━━━━━ SOURCE DOCUMENT

Dry January

I took this selfie on 2/1 to commemorate a full month of sobriety.

I took this selfie on 2/1 to commemorate a full month of sobriety.

I did dry January.

Many people do dry January! Many have before and many will again — as long as mankind enjoys sweet, delicious booze and cannot cure alcoholism.

This is my experience, my findings through researching my relationship with booze, as well as alcoholism, health and wellness, habit, heredity, happiness, survival, creativity, and storytelling. I am writing about it because that is always how I have connected the dots and built the narrative by which I live my life. I share my process in hopes of demystifying the experience of being alive for myself — and maybe for others, too.

This is a sensitive subject and I have no expertise to report beyond my experience. Nor do I possess an enlightened gospel to disseminate unto the liquor-sodden, life-saddened masses. I am not cured of any afflictions I may have — genetic, physical, mental, spiritual, or otherwise — and I have not transcended my mortal form to a realm of pure, ultralight existence. Not yet, at least. I couldn’t do all that in a month.

What I did was not drink for a month.


When I was a kid, I was keenly aware of my dad’s drinking problem from the moment he taught me to use a bottle opener on an ice cold Beck’s beer he asked me to retrieve from a poolside cooler.

I grew up the son of divorced parents, lived with my mother, and spent Saturdays or Sundays with my father.

Shortly after my eleventh birthday, my dad was laid off from his job. From what I can recall through the haze of youth and other memory obscurers one may call “trauma,” unemployment did not break my dad. In fact, he saw it as a challenge, an opportunity for a reboot. After what I presume to be a near lifetime of drinking to various extremes, he decided to try sobriety.

I noticed a change in him immediately. I noticed a change in how I felt about him, too.

Beforehand, I always sensed that his relationship with alcohol made for a volatility in his behavior that was dangerous to me. I couldn’t love him as fully as I wanted to because I feared him.

When he was sober, I felt that tension dissipate and I let myself lean into loving my father. I relished the time I spent with him and chose to spend more in his company. I was delighted to experience his summer of sobriety and sensed a prosperity in which our relationship could flourish like never before.

━━━━━━━━━━
━━━━━ MATERIAL SUPPLIED

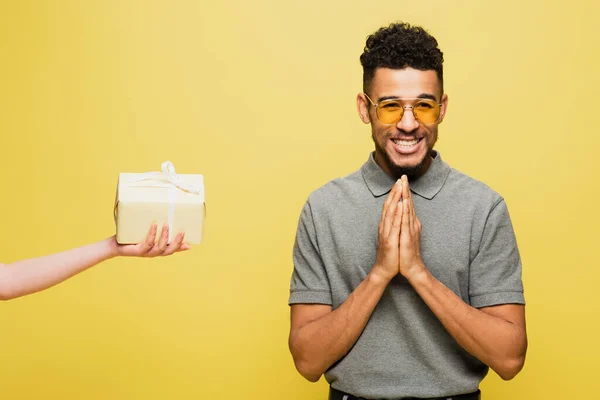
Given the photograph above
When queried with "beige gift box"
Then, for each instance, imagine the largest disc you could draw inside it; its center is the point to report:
(163, 198)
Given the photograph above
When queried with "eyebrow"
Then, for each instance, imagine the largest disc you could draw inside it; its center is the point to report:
(421, 96)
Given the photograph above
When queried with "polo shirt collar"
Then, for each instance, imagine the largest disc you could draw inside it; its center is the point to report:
(427, 186)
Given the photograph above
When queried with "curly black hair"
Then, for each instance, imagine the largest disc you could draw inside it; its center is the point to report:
(399, 46)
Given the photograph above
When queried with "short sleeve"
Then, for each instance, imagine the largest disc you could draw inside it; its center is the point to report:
(309, 284)
(495, 272)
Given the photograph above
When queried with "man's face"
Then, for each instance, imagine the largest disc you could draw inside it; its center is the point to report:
(404, 147)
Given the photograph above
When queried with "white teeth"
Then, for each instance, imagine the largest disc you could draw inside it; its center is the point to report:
(406, 143)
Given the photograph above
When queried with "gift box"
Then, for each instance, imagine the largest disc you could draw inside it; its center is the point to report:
(163, 198)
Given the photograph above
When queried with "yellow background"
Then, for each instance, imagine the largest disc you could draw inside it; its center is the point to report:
(259, 97)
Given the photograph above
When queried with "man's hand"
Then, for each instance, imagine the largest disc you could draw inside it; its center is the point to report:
(386, 264)
(410, 236)
(148, 248)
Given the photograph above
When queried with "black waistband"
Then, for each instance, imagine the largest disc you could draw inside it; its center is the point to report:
(338, 395)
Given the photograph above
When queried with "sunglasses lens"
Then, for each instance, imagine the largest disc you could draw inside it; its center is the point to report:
(390, 112)
(426, 111)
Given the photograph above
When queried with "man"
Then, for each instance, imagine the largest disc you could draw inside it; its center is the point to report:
(33, 275)
(414, 294)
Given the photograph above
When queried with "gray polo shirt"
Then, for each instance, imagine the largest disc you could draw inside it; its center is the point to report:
(467, 242)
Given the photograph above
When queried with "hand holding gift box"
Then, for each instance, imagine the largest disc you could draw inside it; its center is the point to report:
(166, 198)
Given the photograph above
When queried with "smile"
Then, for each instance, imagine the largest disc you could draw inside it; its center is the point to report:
(406, 143)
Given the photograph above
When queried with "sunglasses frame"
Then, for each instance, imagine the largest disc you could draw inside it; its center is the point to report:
(404, 109)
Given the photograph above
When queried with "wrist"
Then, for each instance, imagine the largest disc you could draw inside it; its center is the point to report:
(111, 247)
(418, 275)
(379, 277)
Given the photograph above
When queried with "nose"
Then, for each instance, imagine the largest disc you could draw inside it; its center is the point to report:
(408, 122)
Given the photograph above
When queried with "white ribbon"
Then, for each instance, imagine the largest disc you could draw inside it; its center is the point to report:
(174, 182)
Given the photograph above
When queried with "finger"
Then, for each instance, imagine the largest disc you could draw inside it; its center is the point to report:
(184, 247)
(408, 198)
(164, 239)
(148, 243)
(391, 210)
(397, 221)
(174, 245)
(405, 227)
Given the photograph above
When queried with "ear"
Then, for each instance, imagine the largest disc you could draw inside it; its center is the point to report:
(362, 106)
(443, 108)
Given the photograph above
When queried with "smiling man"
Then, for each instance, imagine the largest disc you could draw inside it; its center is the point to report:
(407, 276)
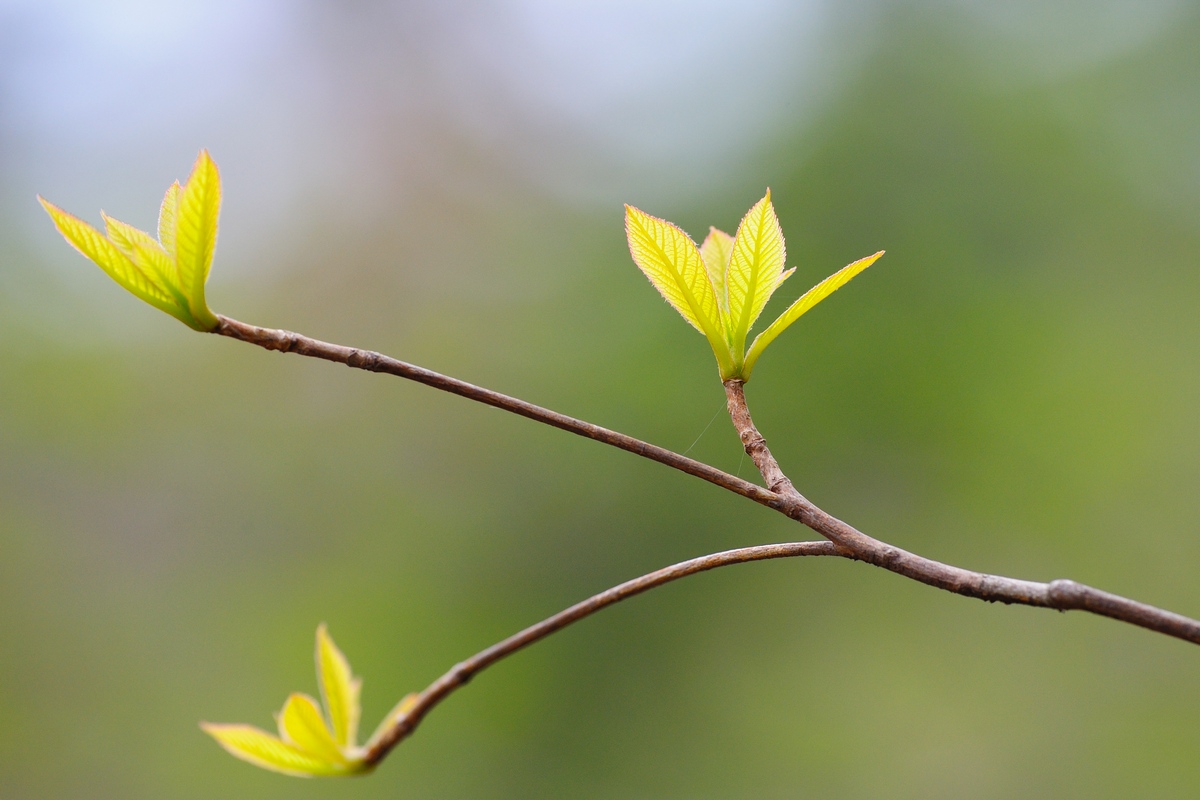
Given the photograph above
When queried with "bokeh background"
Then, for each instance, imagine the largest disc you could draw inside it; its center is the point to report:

━━━━━━━━━━

PARTS OF THE EXERCISE >>
**a)** In the Dry January essay, what brand of beer did the writer's father ask him to get from the poolside cooler?
**b)** List the kinds of affliction that the writer of the Dry January essay says they are not cured of.
**c)** According to the Dry January essay, why couldn't the writer love his father as fully as he wanted to before the father tried sobriety?

SOLUTIONS PER TASK >>
**a)** Beck's

**b)** Genetic, physical, mental, spiritual

**c)** The writer feared him. He sensed that his father's relationship with alcohol made his behavior volatile in a way that was dangerous to him.